(Beginning of INPUT FOR THIS TASK)

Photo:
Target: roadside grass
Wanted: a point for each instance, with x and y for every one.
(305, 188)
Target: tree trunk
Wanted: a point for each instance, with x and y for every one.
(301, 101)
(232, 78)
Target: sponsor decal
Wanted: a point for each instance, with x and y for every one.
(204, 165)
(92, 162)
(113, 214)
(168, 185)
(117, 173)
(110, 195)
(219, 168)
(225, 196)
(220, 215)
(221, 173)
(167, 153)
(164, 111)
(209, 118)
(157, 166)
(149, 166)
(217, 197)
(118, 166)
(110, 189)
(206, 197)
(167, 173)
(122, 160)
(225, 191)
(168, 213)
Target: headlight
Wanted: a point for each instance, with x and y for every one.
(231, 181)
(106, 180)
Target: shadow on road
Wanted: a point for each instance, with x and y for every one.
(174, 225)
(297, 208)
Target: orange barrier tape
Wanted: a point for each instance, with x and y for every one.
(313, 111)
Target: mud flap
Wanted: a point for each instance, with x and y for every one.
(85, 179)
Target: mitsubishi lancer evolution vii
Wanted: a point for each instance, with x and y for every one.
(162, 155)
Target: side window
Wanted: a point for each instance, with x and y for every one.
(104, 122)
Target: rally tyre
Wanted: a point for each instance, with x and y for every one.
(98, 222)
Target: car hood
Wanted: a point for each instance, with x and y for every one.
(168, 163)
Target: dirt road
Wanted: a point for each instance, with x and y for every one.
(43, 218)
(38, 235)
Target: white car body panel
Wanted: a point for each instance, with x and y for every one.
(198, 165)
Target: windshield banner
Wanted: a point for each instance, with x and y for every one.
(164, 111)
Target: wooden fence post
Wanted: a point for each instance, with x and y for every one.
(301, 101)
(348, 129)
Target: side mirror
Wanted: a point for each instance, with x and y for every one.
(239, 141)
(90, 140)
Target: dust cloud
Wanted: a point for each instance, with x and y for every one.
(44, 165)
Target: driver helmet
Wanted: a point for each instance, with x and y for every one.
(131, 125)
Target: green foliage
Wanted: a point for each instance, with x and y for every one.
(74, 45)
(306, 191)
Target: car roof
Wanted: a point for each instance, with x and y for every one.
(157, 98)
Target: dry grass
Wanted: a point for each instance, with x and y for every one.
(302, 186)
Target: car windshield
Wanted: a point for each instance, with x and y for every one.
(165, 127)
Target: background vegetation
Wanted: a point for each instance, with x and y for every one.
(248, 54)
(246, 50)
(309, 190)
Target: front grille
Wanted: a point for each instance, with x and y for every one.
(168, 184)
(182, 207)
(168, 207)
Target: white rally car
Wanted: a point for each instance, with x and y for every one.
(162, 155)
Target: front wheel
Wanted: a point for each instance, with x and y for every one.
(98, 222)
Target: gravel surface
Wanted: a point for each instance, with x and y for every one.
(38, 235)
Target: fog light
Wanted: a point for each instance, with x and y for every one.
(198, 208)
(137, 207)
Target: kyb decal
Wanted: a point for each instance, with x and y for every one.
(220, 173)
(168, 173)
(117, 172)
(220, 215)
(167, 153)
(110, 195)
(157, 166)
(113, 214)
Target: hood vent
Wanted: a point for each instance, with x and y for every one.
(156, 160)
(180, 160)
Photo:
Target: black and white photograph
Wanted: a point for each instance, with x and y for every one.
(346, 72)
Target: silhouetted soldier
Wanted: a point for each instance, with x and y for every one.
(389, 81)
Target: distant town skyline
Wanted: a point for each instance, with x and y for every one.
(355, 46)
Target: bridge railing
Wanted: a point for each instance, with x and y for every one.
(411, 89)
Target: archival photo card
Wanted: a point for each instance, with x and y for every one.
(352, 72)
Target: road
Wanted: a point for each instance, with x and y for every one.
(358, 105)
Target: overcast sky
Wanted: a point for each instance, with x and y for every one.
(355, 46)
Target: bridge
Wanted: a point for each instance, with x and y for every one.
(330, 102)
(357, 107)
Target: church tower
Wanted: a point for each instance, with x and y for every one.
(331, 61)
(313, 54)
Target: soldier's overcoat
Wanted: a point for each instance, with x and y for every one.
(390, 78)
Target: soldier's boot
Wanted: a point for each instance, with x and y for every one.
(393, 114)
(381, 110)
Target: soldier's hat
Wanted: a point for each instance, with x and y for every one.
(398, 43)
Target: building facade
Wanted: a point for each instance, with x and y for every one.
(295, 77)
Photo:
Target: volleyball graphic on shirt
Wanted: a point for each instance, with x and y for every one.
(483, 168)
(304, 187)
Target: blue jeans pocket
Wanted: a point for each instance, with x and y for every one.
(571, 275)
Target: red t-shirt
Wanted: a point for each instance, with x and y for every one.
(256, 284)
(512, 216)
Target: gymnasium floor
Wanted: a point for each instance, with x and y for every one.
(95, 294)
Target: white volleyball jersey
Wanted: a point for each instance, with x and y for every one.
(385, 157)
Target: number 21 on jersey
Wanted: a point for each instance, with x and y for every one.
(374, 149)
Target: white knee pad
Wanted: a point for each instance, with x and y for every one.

(End of INPUT FOR THIS TASK)

### INSTRUCTIONS FOR THE TASK
Repeat the listing exactly.

### EXERCISE RESPONSE
Photo:
Target: roadside grass
Wanted: a point for each instance, with x and y for every one.
(305, 188)
Target: tree trunk
Wanted: a point for each instance, with x and y for every one.
(301, 101)
(232, 78)
Target: sponsor decal
Wanted: a point for each instance, with x and y for every one.
(204, 165)
(92, 162)
(113, 214)
(168, 185)
(117, 173)
(110, 195)
(219, 168)
(225, 196)
(220, 215)
(221, 173)
(167, 153)
(164, 111)
(209, 118)
(157, 166)
(149, 166)
(217, 197)
(118, 166)
(110, 189)
(206, 197)
(167, 173)
(122, 160)
(225, 191)
(168, 213)
Target: headlight
Wanted: a point for each instance, with x and y for every one.
(231, 181)
(106, 180)
Target: shadow on road
Wanted: a point for each instance, with x and y for every one.
(174, 225)
(297, 208)
Target: orange barrier tape
Wanted: a point for each instance, with x and y for every one.
(313, 111)
Target: mud flap
Wanted: a point for each instance, with x and y for every one.
(85, 179)
Target: mitsubishi lancer evolution vii
Wanted: a point for each instance, with x and y for every one.
(162, 155)
Target: side window
Wanted: a point for each instance, with x and y for every one.
(104, 122)
Target: rally tyre
Wanted: a point for each instance, with x and y for every one.
(98, 222)
Target: car hood
Wanted: a point for each instance, with x and y for every one.
(168, 163)
Target: dirt road
Wanted: a point for each instance, with x and y for every one.
(43, 218)
(38, 235)
Target: white car body panel
Wanted: a point for each instance, with x and y for every one.
(198, 165)
Target: windshield banner
Wanted: a point for each instance, with x and y for every one.
(164, 111)
Target: wooden fence post
Wanted: a point for each instance, with x and y for every one.
(301, 101)
(348, 129)
Target: side mirror
Wanted: a point for each instance, with x and y for every one.
(239, 141)
(90, 140)
Target: dust cloud
Wanted: a point for each instance, with x and y for every one.
(44, 165)
Target: driver helmet
Wanted: a point for each instance, with x and y for every one.
(131, 125)
Target: green foliage
Wanted: a point for each instance, with x and y for every one.
(74, 45)
(306, 191)
Target: car roof
Wanted: a point for each instance, with x and y for every one.
(157, 98)
Target: dry grass
Wanted: a point for each instance, with x and y for every one.
(302, 186)
Target: car windshield
Wanted: a point for each instance, with x and y for every one.
(165, 127)
Target: background vegetation
Wanted: a point for each instance, with x and y for every one.
(248, 54)
(246, 50)
(309, 190)
Target: front grille
Wanted: a point for each instance, with x and y for every one.
(168, 184)
(182, 207)
(168, 207)
Target: white rally car
Wanted: a point for each instance, with x and y for every one.
(162, 155)
Target: front wheel
Wanted: a point for each instance, with x and y for every one.
(98, 222)
Target: gravel surface
Wanted: a point for each instance, with x and y for every one.
(38, 235)
Target: fog light
Wanted: a point for each instance, with x and y for every one.
(198, 208)
(137, 207)
Target: kyb decal
Wanted: a point for each instance, with x and y for every one.
(220, 173)
(168, 173)
(117, 172)
(220, 215)
(167, 153)
(110, 195)
(157, 166)
(113, 214)
Target: hood vent
Wanted: a point for each instance, with x and y for every one.
(156, 160)
(180, 160)
Photo:
Target: black and white photograph
Wanted: a point for each instance, with x and y for every one.
(346, 72)
Target: silhouetted soldier
Wanted: a point for each instance, with x and y for every one.
(389, 81)
Target: distant town skyline
Wanted: a point for each instance, with x and y for every one.
(355, 46)
Target: bridge railing
Wanted: a point for each instance, with x and y for every one.
(411, 89)
Target: archival photo card
Wanted: a point for each instance, with x and y for every one.
(352, 72)
Target: road
Wanted: a point for each instance, with x and y for every one.
(358, 105)
Target: overcast sky
Wanted: a point for each instance, with x and y for every one.
(355, 46)
Target: bridge
Wanted: a point for each instance, with x and y for every one.
(330, 102)
(357, 107)
Target: church tower
Wanted: a point for each instance, with x and y for every one.
(331, 61)
(313, 54)
Target: soldier's overcoat
Wanted: a point for each instance, with x and y for every one.
(390, 78)
Target: soldier's boot
Wanted: a point for each instance, with x and y for every one.
(393, 114)
(381, 110)
Target: soldier's hat
Wanted: a point for each instance, with x and y for every one.
(398, 43)
Target: building facade
Wanted: a point for each instance, with x and y for every one.
(295, 77)
Photo:
Target: volleyball graphic on shirt
Wanted: a point for each instance, with x and y for every one.
(483, 168)
(304, 187)
Target: blue jeans pocket
Wanted: a point for each instance, with x and y for every one.
(571, 275)
Target: red t-shirt
Wanted: a point for each instance, with x and y for every one.
(256, 284)
(512, 216)
Target: gymnasium floor
Wanted: a point for each instance, with x and y for every one.
(95, 294)
Target: white volleyball jersey
Wanted: a point for each instance, with x and y for every one.
(385, 157)
Target: number 21 on jersey
Wanted: a point for each instance, with x and y for every one.
(374, 149)
Target: white knee pad
Wanted: a point for each instance, with x and y for every one.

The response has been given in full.